** Begin Input for this task **

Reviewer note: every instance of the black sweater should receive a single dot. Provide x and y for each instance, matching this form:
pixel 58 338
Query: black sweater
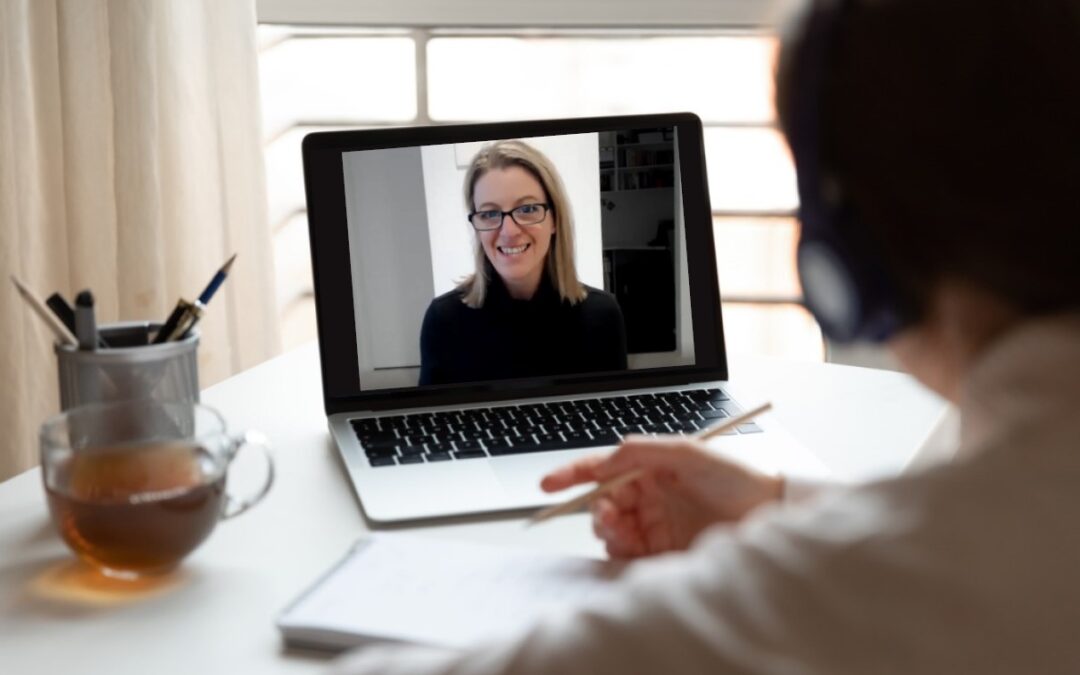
pixel 508 338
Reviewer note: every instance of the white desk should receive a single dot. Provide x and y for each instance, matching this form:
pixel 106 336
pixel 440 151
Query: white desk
pixel 216 616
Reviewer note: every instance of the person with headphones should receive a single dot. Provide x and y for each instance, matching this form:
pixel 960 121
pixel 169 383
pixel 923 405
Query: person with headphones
pixel 936 147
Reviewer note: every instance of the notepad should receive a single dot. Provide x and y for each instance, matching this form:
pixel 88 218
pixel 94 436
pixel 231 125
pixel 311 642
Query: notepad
pixel 400 588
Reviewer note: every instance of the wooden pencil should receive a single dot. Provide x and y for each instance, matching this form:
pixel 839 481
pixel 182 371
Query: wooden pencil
pixel 582 500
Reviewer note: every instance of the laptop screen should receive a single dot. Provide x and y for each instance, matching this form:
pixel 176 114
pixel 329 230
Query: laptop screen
pixel 500 259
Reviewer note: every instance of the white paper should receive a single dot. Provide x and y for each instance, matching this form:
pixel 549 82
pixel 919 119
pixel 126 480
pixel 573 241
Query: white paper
pixel 440 592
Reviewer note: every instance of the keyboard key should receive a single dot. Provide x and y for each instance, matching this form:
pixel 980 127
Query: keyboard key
pixel 656 428
pixel 606 437
pixel 574 436
pixel 380 451
pixel 376 437
pixel 469 455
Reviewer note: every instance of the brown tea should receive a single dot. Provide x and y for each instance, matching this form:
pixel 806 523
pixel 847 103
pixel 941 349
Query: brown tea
pixel 136 509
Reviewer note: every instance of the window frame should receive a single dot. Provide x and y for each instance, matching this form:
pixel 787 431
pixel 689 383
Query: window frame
pixel 729 14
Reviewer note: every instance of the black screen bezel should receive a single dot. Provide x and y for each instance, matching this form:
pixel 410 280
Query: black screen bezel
pixel 327 229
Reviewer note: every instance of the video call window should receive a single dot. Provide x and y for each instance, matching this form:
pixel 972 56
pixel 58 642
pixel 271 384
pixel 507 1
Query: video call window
pixel 417 250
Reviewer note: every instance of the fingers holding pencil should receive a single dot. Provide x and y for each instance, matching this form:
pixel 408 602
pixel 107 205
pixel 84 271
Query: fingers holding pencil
pixel 656 494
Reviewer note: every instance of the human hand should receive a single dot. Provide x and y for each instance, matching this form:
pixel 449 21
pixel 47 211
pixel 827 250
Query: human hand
pixel 683 490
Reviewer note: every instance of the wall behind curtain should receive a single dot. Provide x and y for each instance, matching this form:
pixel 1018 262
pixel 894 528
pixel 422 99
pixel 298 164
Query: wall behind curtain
pixel 130 164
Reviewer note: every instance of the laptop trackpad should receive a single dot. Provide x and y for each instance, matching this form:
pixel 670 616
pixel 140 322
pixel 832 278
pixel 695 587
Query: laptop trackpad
pixel 520 474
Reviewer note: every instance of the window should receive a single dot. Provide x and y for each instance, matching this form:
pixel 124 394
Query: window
pixel 318 79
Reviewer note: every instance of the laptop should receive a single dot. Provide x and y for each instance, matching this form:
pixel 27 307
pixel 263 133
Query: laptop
pixel 437 407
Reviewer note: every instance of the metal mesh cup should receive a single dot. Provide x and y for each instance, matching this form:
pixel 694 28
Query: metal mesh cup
pixel 131 368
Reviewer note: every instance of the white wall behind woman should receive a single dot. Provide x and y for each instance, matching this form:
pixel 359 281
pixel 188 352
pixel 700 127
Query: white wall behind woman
pixel 576 159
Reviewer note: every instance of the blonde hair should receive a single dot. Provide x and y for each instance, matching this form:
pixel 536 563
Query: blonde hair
pixel 559 262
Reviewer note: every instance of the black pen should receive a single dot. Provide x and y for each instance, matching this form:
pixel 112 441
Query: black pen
pixel 187 314
pixel 66 314
pixel 85 325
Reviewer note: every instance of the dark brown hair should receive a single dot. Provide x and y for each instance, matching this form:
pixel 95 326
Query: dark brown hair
pixel 954 126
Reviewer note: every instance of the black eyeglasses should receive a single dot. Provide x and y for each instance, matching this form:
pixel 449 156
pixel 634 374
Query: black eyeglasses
pixel 526 215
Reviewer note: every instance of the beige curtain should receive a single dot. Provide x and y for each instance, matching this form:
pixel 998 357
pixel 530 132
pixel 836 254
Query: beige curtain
pixel 130 164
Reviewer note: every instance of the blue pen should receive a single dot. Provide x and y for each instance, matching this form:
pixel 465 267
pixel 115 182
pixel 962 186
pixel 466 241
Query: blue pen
pixel 187 314
pixel 216 282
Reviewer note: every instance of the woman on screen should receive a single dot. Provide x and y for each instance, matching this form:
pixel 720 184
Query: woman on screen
pixel 523 312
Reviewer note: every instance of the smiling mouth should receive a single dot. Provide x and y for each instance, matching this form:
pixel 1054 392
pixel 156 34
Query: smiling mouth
pixel 513 251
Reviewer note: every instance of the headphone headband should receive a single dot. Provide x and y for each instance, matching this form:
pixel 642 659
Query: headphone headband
pixel 845 287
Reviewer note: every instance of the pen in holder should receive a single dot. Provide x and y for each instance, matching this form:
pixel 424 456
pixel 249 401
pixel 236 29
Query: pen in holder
pixel 131 368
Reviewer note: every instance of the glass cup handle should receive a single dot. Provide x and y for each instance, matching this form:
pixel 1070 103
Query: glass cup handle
pixel 235 505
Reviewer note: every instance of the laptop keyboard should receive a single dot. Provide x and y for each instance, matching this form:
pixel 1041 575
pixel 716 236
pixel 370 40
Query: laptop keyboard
pixel 451 435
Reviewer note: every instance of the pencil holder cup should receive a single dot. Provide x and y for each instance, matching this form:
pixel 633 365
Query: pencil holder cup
pixel 130 368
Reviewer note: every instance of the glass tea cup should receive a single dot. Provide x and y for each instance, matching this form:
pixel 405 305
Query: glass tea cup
pixel 135 486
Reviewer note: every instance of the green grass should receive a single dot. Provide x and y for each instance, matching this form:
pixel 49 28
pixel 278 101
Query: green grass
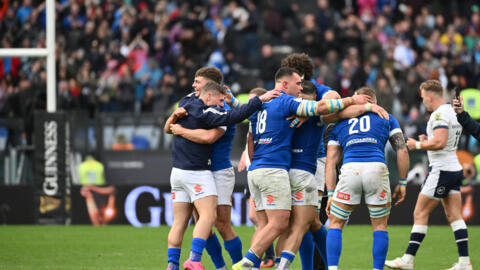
pixel 125 247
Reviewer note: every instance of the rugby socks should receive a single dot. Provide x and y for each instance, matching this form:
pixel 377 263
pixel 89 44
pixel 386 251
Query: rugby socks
pixel 174 258
pixel 334 247
pixel 270 252
pixel 214 249
pixel 320 239
pixel 285 260
pixel 234 248
pixel 416 238
pixel 198 244
pixel 306 251
pixel 459 229
pixel 379 248
pixel 251 259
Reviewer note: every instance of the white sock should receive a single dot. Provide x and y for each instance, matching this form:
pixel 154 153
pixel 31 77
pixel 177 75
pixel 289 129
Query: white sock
pixel 408 258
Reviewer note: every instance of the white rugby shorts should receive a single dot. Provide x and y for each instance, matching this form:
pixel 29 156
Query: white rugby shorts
pixel 304 187
pixel 188 186
pixel 224 183
pixel 320 174
pixel 368 178
pixel 270 189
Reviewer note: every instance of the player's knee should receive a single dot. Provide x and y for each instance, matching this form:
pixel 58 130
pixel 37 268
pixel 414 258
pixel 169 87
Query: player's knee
pixel 379 212
pixel 338 212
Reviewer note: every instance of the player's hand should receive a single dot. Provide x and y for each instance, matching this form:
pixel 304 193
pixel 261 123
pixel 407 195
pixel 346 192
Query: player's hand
pixel 399 194
pixel 327 208
pixel 361 99
pixel 411 144
pixel 176 129
pixel 297 121
pixel 458 104
pixel 180 112
pixel 270 95
pixel 380 111
pixel 228 96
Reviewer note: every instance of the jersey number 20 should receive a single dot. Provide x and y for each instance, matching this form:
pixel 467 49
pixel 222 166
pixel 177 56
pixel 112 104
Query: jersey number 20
pixel 364 124
pixel 261 121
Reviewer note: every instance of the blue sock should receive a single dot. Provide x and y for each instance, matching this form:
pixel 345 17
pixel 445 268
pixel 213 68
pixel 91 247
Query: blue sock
pixel 198 245
pixel 306 251
pixel 270 252
pixel 379 248
pixel 288 255
pixel 214 249
pixel 234 248
pixel 334 246
pixel 320 239
pixel 253 258
pixel 174 258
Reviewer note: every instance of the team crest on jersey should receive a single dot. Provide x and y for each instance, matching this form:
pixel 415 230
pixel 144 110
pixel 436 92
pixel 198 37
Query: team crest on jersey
pixel 343 196
pixel 198 189
pixel 270 199
pixel 299 196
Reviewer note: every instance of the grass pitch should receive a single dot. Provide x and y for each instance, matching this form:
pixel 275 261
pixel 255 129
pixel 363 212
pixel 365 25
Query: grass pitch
pixel 126 247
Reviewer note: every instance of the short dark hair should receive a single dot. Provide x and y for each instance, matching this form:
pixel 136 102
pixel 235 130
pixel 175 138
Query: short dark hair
pixel 300 62
pixel 211 73
pixel 258 91
pixel 432 86
pixel 284 72
pixel 308 88
pixel 213 87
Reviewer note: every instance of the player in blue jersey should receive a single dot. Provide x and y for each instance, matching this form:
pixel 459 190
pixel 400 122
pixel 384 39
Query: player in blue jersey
pixel 191 179
pixel 268 174
pixel 363 171
pixel 222 171
pixel 303 63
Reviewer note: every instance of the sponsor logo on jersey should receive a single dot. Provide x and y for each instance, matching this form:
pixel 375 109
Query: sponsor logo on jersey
pixel 343 196
pixel 265 141
pixel 299 196
pixel 270 199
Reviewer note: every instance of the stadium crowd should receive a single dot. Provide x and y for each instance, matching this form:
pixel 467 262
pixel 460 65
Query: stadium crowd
pixel 140 55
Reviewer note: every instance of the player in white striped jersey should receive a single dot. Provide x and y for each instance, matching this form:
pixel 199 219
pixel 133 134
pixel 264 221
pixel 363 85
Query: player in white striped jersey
pixel 444 178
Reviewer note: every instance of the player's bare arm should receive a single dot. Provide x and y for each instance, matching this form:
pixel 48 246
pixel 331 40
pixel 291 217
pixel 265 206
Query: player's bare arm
pixel 439 140
pixel 403 163
pixel 201 136
pixel 180 112
pixel 334 153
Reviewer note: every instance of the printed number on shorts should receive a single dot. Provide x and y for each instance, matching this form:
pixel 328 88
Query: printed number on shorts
pixel 261 121
pixel 364 124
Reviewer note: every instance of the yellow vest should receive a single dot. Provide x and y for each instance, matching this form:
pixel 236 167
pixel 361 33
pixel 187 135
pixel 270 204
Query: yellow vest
pixel 91 173
pixel 471 102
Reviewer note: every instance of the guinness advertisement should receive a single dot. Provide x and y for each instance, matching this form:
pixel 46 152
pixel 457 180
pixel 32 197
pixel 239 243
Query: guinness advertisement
pixel 52 178
pixel 151 206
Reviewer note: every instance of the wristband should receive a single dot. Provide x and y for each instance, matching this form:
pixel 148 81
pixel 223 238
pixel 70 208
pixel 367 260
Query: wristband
pixel 418 145
pixel 368 107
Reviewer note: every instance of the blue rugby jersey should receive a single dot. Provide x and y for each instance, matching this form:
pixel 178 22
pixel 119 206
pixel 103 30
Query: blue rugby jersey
pixel 322 90
pixel 272 134
pixel 188 155
pixel 305 143
pixel 363 138
pixel 221 148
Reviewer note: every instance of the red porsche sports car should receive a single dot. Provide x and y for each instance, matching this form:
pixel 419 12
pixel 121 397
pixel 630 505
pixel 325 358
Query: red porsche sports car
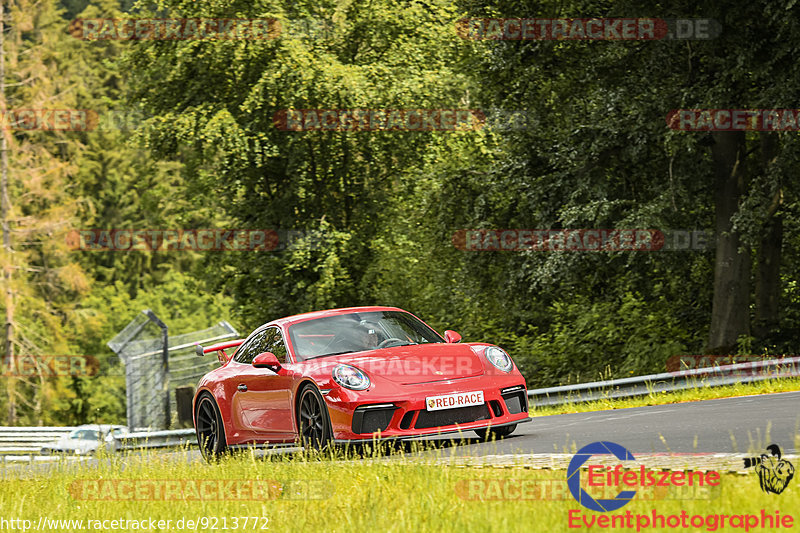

** End Input for this task **

▸ **Task goal**
Copy out the lines running from the one that contains "Reviewer note: every instance of the blonde" through the one that contains "pixel 216 282", including both of those lines.

▸ **Written answer**
Reviewer note: every instance of the blonde hair should receive a single dot. Provide x and y for each instance, matching this form:
pixel 536 563
Query: blonde hair
pixel 559 262
Reviewer note: every instance of the black pen should receive a single dot. Provide x and y for each instance, matching this form:
pixel 112 441
Query: black pen
pixel 187 314
pixel 66 314
pixel 85 325
Reviewer note: every instance of the dark brown hair should receive a single dot. Provide x and y for each instance, matching this form:
pixel 95 326
Query: dark brown hair
pixel 954 126
Reviewer note: every instance of the black eyeglasses should receive a single dot. Provide x and y for each instance, matching this form:
pixel 449 156
pixel 634 374
Query: black eyeglasses
pixel 526 215
Reviewer note: every instance of the beige curtain should receive a single dot. Provide x and y for each instance, matching this form:
pixel 998 357
pixel 530 132
pixel 836 254
Query: beige curtain
pixel 130 164
Reviewer note: every instance of the blue pen should receive a single dot. Provide x and y for each instance, matching this form:
pixel 465 267
pixel 115 182
pixel 962 186
pixel 466 241
Query: blue pen
pixel 187 314
pixel 216 282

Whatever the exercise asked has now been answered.